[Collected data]
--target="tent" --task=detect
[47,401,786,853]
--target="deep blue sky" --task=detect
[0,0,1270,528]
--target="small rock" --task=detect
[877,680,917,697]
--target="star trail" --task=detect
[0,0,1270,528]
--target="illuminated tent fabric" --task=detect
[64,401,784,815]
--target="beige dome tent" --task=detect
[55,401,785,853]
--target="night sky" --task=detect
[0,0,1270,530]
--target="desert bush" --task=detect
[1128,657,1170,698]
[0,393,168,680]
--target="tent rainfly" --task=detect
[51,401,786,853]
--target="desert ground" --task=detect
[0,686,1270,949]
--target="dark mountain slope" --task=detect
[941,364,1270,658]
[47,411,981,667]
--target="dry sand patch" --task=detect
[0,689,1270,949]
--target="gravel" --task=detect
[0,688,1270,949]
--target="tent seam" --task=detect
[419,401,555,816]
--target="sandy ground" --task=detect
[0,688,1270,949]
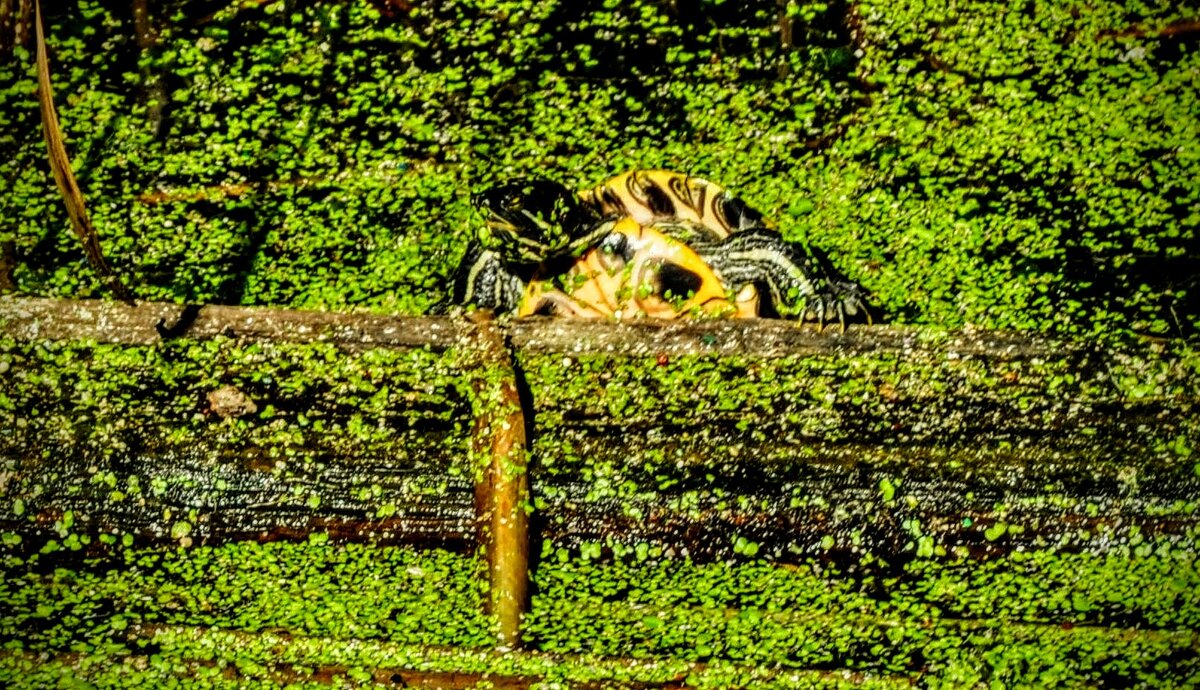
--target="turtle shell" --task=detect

#### DIRECTIONS:
Extract every line above verbatim, leaving out the picture.

#### THE RESULT:
--target="tent" --task=detect
[47,401,786,853]
--target="deep blue sky" --task=detect
[0,0,1270,528]
--target="small rock" --task=detect
[877,680,917,697]
--target="star trail" --task=detect
[0,0,1270,528]
--target="illuminated tent fabric" --task=detect
[64,401,784,815]
--target="beige dome tent" --task=detect
[55,401,785,853]
--target="night sky" --task=detect
[0,0,1270,530]
--target="desert bush" --task=detect
[1128,657,1170,698]
[0,393,168,680]
--target="tent rainfly" --task=detect
[51,401,786,853]
--target="desert ground" --task=detect
[0,686,1270,949]
--target="dark mountain slope" --task=detect
[941,364,1270,658]
[47,411,981,667]
--target="dry sand patch" --task=detect
[0,689,1270,949]
--target="gravel" --task=detect
[0,688,1270,949]
--target="tent seam" --task=detect
[419,401,555,816]
--target="sandy ground" --task=detect
[0,688,1270,949]
--target="turtle shell" --task=detect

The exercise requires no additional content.